_Source passage_:
+===+
And there was so much chaotic spring weather! We experienced a rainbow that painted itself on the Sea of Galilee where we were able to take a boat out onto the water. We saw snow in the Golan Heights overlooking the Syrian boarder, and rain and hail that drove about 60 of us into the tiny church on top of Mount Carmel. We carefully gauged our muddy steps in Nazareth, and also green grass with wild mustard blooms everywhere. (These apparently only show off for two weeks of the year.) And later we would be scorched by the desert sun in Jericho.

Ronny would always be speaking to us, whether on the microphone on the bus or though his headsets aptly branded as “whispers,” when we were walking around. He would point out the things we could see clearly in front of us, and then he would remind us of the vast history underneath that was still yet to be exposed. He would not only quote the Bible, but he would also use its lengthy passages of borders and land divisions to paint pictures in front of us of a people and culture that lived in the margins of those simple lines.

Ronny spoke passionately about the generations of the heartbreaking dance between conflict and resolution. He spoke about how he had been forced to jump on the technology bandwagon and create online virtual tours during the two- year COVID tourism drought, and he celebrated the fact that we were his first in-person tour since lockdown. Despite the fact that there is still palpable tensions between Israel and Palestine, you can feel, especially in places like the Palestinian-run cities of Jericho and Bethlehem, everyone in the nation agrees that they are glad to have tourists back. And they’re ready with smiles, jokes, and a haggle for their best deal.

My daughter, Mena, will never forget her camel ride at the Mount of Olives with the Temple Mount of Jerusalem in the background, right before we walked down the Palm Sunday Road. I dare say that she'll never forget about floating in the Salt Sea (fun fact: locals don’t like it when you call it the Dead Sea). She will also forever be a food snob about Israeli bananas and good hummus.

Both of us took pictures of everything while quickly running past it, hoping that our iPhones would automatically anticipate the target without the blur. And an endless number of selfies were made in planes, on hilltops and valleys, in churches, on buses, at sunrise and sunset, on the Southern Steps of the Temple, with the trees in the Garden of Gethsemane, and the caves of Qumran.
+===+
_Record excerpts_:
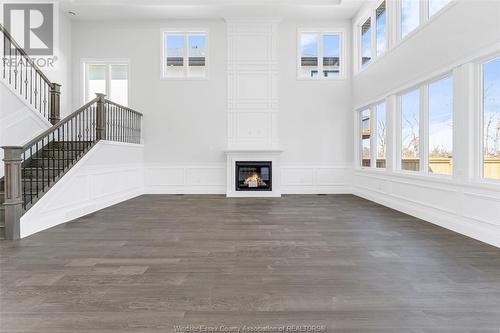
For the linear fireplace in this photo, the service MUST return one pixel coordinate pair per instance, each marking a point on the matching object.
(253, 176)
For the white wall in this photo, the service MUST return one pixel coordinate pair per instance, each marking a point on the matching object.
(19, 122)
(462, 32)
(315, 118)
(185, 121)
(109, 173)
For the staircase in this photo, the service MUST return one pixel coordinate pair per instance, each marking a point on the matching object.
(32, 170)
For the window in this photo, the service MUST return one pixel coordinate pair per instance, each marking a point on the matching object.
(109, 78)
(319, 55)
(441, 127)
(491, 119)
(410, 131)
(365, 138)
(381, 135)
(410, 16)
(366, 44)
(436, 5)
(184, 54)
(381, 26)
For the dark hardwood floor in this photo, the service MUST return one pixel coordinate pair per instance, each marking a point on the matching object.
(158, 261)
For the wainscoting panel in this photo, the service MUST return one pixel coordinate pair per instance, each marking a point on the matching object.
(185, 179)
(253, 101)
(474, 212)
(211, 179)
(95, 182)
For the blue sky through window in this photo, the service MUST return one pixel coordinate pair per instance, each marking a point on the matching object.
(175, 41)
(381, 131)
(410, 121)
(436, 5)
(309, 45)
(196, 42)
(491, 107)
(366, 44)
(441, 118)
(331, 45)
(381, 33)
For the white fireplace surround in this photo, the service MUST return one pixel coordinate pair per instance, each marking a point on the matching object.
(266, 155)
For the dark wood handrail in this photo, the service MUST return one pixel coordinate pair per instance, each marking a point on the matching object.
(25, 55)
(58, 125)
(124, 107)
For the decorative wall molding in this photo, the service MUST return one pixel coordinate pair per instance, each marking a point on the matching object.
(212, 178)
(253, 103)
(108, 174)
(463, 208)
(315, 179)
(185, 179)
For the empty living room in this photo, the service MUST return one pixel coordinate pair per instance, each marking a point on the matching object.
(231, 166)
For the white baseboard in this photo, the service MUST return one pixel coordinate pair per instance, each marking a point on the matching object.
(443, 205)
(211, 179)
(108, 174)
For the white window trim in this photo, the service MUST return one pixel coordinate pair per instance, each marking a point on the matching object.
(107, 62)
(423, 126)
(185, 32)
(393, 30)
(373, 137)
(360, 44)
(342, 53)
(479, 123)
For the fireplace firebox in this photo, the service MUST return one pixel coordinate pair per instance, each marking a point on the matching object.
(253, 176)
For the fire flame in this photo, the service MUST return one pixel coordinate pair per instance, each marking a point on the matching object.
(255, 180)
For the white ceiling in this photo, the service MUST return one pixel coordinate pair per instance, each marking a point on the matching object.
(193, 9)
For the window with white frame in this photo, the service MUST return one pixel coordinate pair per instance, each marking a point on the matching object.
(410, 130)
(320, 55)
(436, 5)
(366, 43)
(381, 133)
(365, 129)
(409, 16)
(107, 77)
(440, 126)
(426, 130)
(185, 54)
(373, 131)
(491, 119)
(381, 28)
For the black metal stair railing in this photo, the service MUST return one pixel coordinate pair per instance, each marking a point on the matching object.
(21, 73)
(31, 170)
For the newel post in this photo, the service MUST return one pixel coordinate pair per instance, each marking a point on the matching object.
(101, 117)
(13, 191)
(55, 103)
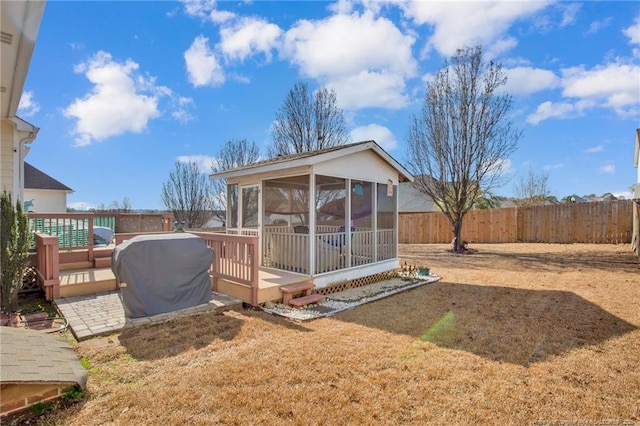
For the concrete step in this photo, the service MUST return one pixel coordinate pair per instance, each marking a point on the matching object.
(299, 302)
(288, 291)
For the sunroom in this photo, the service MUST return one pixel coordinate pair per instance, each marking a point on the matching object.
(329, 216)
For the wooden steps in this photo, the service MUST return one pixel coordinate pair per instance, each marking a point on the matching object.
(307, 297)
(86, 281)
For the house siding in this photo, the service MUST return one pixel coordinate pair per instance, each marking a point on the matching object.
(46, 201)
(6, 157)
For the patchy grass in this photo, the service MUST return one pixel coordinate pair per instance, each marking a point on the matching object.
(513, 334)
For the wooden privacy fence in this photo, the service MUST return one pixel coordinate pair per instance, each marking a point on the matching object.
(605, 222)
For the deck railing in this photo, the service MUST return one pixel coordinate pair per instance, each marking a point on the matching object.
(235, 259)
(74, 230)
(290, 251)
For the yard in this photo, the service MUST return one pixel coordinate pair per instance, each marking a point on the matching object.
(513, 334)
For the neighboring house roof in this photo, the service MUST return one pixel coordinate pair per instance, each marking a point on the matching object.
(410, 200)
(314, 157)
(37, 179)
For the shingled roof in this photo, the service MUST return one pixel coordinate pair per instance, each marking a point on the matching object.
(37, 179)
(305, 158)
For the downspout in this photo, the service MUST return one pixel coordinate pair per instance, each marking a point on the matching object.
(23, 150)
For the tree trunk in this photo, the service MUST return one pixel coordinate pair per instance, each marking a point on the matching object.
(458, 244)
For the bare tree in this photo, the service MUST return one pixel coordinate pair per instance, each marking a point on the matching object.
(187, 193)
(532, 189)
(234, 153)
(308, 122)
(459, 144)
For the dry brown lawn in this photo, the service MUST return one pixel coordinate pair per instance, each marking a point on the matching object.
(513, 334)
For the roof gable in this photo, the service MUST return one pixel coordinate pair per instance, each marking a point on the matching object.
(315, 157)
(37, 179)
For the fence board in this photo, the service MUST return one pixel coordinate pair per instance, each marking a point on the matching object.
(606, 222)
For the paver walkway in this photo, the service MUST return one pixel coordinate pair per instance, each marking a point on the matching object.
(103, 313)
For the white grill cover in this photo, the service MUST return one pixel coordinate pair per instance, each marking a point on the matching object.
(162, 273)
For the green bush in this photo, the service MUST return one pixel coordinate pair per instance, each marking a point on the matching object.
(14, 249)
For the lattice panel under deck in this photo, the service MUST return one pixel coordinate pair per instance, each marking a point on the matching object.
(359, 282)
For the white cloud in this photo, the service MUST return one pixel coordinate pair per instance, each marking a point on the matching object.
(596, 26)
(199, 8)
(27, 106)
(608, 168)
(613, 86)
(484, 23)
(594, 149)
(569, 12)
(527, 80)
(501, 166)
(203, 68)
(553, 166)
(205, 163)
(351, 52)
(206, 10)
(370, 89)
(249, 36)
(552, 110)
(116, 103)
(633, 32)
(376, 132)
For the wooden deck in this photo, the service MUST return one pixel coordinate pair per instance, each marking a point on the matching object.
(83, 282)
(269, 283)
(86, 281)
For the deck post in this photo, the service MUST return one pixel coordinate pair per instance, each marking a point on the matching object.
(48, 265)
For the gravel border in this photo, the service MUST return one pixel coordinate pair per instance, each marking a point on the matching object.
(347, 299)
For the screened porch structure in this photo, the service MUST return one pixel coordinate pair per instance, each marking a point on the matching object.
(330, 215)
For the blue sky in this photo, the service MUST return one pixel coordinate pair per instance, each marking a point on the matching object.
(121, 90)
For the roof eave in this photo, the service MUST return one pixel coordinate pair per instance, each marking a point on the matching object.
(404, 175)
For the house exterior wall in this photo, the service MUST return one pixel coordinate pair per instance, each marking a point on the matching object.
(46, 201)
(7, 157)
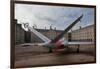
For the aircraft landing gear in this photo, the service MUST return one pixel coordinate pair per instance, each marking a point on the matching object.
(50, 50)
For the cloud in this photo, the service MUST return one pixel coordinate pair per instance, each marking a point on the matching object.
(59, 17)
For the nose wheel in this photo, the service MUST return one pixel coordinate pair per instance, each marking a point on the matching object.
(50, 50)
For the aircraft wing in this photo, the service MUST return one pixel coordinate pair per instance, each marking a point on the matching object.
(41, 36)
(67, 29)
(80, 43)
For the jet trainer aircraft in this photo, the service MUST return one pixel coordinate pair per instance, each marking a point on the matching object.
(59, 42)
+===+
_Directions_:
**A.** Repeat the Israel trip account word for word, starting with "Ronny would always" and going on through "those simple lines.".
**B.** Carry on the Israel trip account, writing what follows its final sentence.
The material has nothing to do with the Israel trip account.

_Answers by item_:
**A.**
Ronny would always be speaking to us, whether on the microphone on the bus or though his headsets aptly branded as “whispers,” when we were walking around. He would point out the things we could see clearly in front of us, and then he would remind us of the vast history underneath that was still yet to be exposed. He would not only quote the Bible, but he would also use its lengthy passages of borders and land divisions to paint pictures in front of us of a people and culture that lived in the margins of those simple lines.

**B.**
Neither of us were prepared for the breathtaking submersion into the ice cold waters of the River Jordan, or what it felt like to be together in the presence of the Isaiah Dead Sea Scroll. Who could've prepared us for the rush of emotions felt viewing the artifacts in the Holocaust Museum, or running up the mountain at Beit She’an, fist bumping the statue of Peter in Capernaum?

Or even taking a late-night tour under the Western Wall, squeezing into a gondola at Masada, seeing Alabama and Auburn gear along the Via Delarosa, stepping into the Garden Tomb, singing Amazing Grace in the Upper Room, and having a local guide pray the Lord’s Prayer in Aramaic, in Bethlehem, the city where Jesus was born. We were prepared least of all for Jerusalem itself to hit us like a musical crescendo as we entered the city, causing us both to be overcome with emotion. You can’t prepare.

Most of the time, travel and new cultural experiences tend to stretch and move me in leaps and bounds. I am so glad that Mena and I had a guide who has been blessed with gift of teaching, and that both of us already had a deep working knowledge of the Bible. Most of all, I am grateful that we both have a relationship with the Author and Creator of it all.

In the short time since we have been back, I have noticed a dramatic change in how I read the Bible. There are now words in this sacred text that bring back the sense of smooth stone walls under my fingertips, slick muddy stones under my feet, dusty wind in my hair, and the smell of spice or incense. We are different now, but we weren’t prepared for how different we would become.

Jessica Orso and her husband, John, have three children, Mena, Jake, and Evelyn. Jessica began volunteering with Dawson's Preschool Ministry in 2007. Since then, she has enjoyed working with the Day School, Dawson Kids, and the FRC. She now hopes to use her love of connecting family ministries as the Discipleship Team's Administrative Assistant.